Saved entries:
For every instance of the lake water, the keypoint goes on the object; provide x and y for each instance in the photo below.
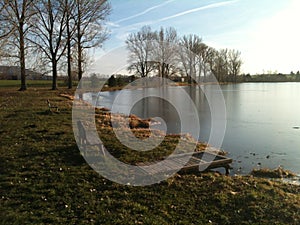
(262, 119)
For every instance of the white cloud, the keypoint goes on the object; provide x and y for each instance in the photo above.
(210, 6)
(145, 11)
(275, 43)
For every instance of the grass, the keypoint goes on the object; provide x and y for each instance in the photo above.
(45, 180)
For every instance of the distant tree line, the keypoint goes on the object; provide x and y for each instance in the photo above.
(164, 53)
(51, 35)
(270, 77)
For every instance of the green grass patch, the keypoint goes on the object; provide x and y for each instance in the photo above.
(45, 180)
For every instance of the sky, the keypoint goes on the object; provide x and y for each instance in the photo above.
(265, 31)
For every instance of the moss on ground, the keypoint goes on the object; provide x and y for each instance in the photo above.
(45, 180)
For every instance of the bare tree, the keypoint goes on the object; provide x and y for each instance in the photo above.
(234, 63)
(165, 51)
(140, 45)
(49, 27)
(15, 18)
(70, 7)
(89, 17)
(189, 55)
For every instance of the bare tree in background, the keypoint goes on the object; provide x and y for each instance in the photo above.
(188, 55)
(165, 51)
(140, 45)
(89, 17)
(70, 7)
(49, 27)
(15, 25)
(234, 63)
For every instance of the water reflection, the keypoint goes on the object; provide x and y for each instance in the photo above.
(260, 119)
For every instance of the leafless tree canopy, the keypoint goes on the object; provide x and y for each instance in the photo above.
(165, 53)
(53, 29)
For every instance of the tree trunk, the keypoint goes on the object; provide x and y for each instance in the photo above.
(22, 59)
(79, 62)
(69, 55)
(54, 74)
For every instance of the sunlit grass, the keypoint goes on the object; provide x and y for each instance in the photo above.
(45, 180)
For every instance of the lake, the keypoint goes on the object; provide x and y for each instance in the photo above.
(262, 119)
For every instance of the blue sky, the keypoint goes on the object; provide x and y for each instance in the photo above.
(265, 31)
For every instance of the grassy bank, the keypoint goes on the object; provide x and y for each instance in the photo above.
(45, 180)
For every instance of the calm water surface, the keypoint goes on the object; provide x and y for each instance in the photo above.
(262, 120)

§ **Work instructions**: Each line above should be written out again exactly, and no picture should appear in the copy.

§ **Response to this task**:
For every instance of the lake water, the keypoint goes on the object; provide x and y for each instance in the photo below.
(262, 119)
For every instance of the white cloud, the keypoint goes on the object; provide x and y for each instance in the photo above.
(210, 6)
(145, 11)
(275, 43)
For every instance of the grass, the keypoint goes on the object; provide x and y for each instance in the photo above.
(45, 180)
For every instance of the distant tree line, the keypoint goes on the object; provide x and y for each instance in the photo above.
(164, 53)
(51, 35)
(270, 77)
For every instance of the green grass patch, the keypoint goes on the object; provide x and y for each instance in the photo above.
(45, 180)
For every instance of the sky, the keypoint goes on the object; provide x and y for each instance in the photo above.
(265, 31)
For every instance of the moss on ground, the keypoint goes on the object; provide x and y for each instance in the photo above.
(45, 180)
For every instance of the bare tree, the keypoint goes on the object; provide x and y for each instance in the photo above.
(234, 63)
(165, 51)
(140, 45)
(49, 27)
(15, 18)
(70, 7)
(89, 17)
(189, 55)
For every instance of the bare tree in background, the keypoint goes on the object; provide x and y for each instance in the photo above.
(188, 55)
(165, 51)
(140, 45)
(89, 17)
(70, 7)
(49, 27)
(15, 25)
(234, 63)
For every instance of the water reflection, the keypoint goes on the object; provide x and y for each instance in the photo above.
(260, 119)
For every instance of the leafless tree canopy, the keypoint goes on the object; provide x and y for each instance in the photo above.
(165, 53)
(53, 29)
For every instance of the tree trunk, the keypoint goes on the object; provide x and y for each instance in the photo above.
(22, 59)
(79, 62)
(69, 55)
(54, 74)
For every instance of the sunlit grass, the keypoint goes on the object; provide x and y for each instance in the photo above.
(45, 180)
For every instance of the lake, the keypoint goes on the object; provide x and y for each instance in the photo above.
(262, 119)
For every instance of the blue sky, the keypoint goes on the object; provide x and y for each instance in the photo above.
(265, 31)
For every instance of the grassy bank, the keypoint goes on the object; provide x and y for each instance in the photo above.
(45, 180)
For every instance of the calm water surface, the keypoint goes on the object; provide x and y for each instance in the photo above.
(262, 120)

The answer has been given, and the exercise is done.